• [Consigne écrite A]:
Dans le texte sur le roman de José Emilio Pacheco, relevez les verbes qui disent pourquoi « quelqu'un » est là face à M.

• [Extrait du texte]:
================================
Retranscription, si vous préférez lire :
José Emilio Pacheco,
Tu mourras ailleurs,
Éditions la Différence
L’ouvrage
Ce livre est d’abord l’histoire d’un récit. Nous sommes en présence de deux personnages, et le narrateur nous abreuve d’hypothèses à leur sujet. Il ya d’une part quelqu’un qui est là pour observer, traquer, rechercher, ou écrire sur M. Et M, bien entendu on comprend assez vite qu’il s’agit d’un criminel nazi, mais c’est avant tout le spectre du nazisme lui-même qui ne sera jamais réellement mort ; de la haine de l’homme envers l’homme. Et quelqu’un est à la fois celui qui veut se venger, est à la fois le porteur de mémoire, et une espèce d’écrivain lamentable qui voudrait s’approprier la mémoire d’autrui et en éprouve des scrupules. Et tout cela se retrouve dans cet ouvrage.
================================
• [Données fournies]:
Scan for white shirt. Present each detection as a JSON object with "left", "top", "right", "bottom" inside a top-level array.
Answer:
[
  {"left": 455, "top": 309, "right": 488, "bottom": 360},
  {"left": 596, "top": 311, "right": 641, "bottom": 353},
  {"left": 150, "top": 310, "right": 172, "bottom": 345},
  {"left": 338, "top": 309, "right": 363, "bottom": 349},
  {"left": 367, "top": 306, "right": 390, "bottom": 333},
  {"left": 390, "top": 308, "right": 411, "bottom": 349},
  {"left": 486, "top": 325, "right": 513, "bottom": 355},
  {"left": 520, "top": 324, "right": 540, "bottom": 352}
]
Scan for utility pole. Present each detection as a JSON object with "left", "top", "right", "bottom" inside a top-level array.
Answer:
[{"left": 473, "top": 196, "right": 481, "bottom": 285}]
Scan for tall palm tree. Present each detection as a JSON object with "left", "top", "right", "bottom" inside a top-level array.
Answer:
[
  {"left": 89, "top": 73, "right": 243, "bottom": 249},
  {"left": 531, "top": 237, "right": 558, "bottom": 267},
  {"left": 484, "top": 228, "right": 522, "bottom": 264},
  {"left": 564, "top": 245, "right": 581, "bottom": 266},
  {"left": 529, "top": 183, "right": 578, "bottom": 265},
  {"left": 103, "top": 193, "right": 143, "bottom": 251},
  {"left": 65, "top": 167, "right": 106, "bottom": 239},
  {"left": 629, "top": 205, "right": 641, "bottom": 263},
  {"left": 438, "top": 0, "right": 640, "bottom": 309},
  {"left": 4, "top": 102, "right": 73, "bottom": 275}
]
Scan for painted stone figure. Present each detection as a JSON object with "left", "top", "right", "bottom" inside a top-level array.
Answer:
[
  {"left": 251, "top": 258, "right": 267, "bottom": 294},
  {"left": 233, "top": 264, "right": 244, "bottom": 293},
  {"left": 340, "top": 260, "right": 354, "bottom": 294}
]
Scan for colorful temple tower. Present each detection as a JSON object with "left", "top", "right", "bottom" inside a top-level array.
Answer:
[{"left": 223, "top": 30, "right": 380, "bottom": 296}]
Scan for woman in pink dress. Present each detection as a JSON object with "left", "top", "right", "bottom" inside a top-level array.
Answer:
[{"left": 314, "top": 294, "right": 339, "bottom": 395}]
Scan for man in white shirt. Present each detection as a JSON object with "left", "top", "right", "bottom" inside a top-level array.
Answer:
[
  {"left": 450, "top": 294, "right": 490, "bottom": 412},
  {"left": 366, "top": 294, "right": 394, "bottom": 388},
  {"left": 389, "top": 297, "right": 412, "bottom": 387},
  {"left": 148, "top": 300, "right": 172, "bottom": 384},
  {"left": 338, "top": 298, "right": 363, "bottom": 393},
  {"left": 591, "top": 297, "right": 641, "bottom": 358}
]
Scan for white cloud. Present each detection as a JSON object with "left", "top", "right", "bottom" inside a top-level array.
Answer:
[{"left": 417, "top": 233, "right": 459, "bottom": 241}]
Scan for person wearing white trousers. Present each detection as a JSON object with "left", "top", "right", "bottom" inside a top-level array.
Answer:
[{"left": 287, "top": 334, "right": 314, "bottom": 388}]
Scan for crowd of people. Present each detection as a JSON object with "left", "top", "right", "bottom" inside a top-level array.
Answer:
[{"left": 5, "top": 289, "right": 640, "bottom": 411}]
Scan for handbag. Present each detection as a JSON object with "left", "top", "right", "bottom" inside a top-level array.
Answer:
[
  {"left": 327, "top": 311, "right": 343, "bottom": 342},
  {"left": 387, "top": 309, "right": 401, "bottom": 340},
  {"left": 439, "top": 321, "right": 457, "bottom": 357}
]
================================
• [Consigne écrite B]:
Extrayez des données chaque ligne où figure le mot "white".

• [Corrigé A]:
observer, traquer, rechercher, écrire (sur M)

• [Corrigé B]:
Scan for white shirt. Present each detection as a JSON object with "left", "top", "right", "bottom" inside a top-level array.
Scan for man in white shirt. Present each detection as a JSON object with "left", "top", "right", "bottom" inside a top-level array.
Scan for white cloud. Present each detection as a JSON object with "left", "top", "right", "bottom" inside a top-level array.
Scan for person wearing white trousers. Present each detection as a JSON object with "left", "top", "right", "bottom" inside a top-level array.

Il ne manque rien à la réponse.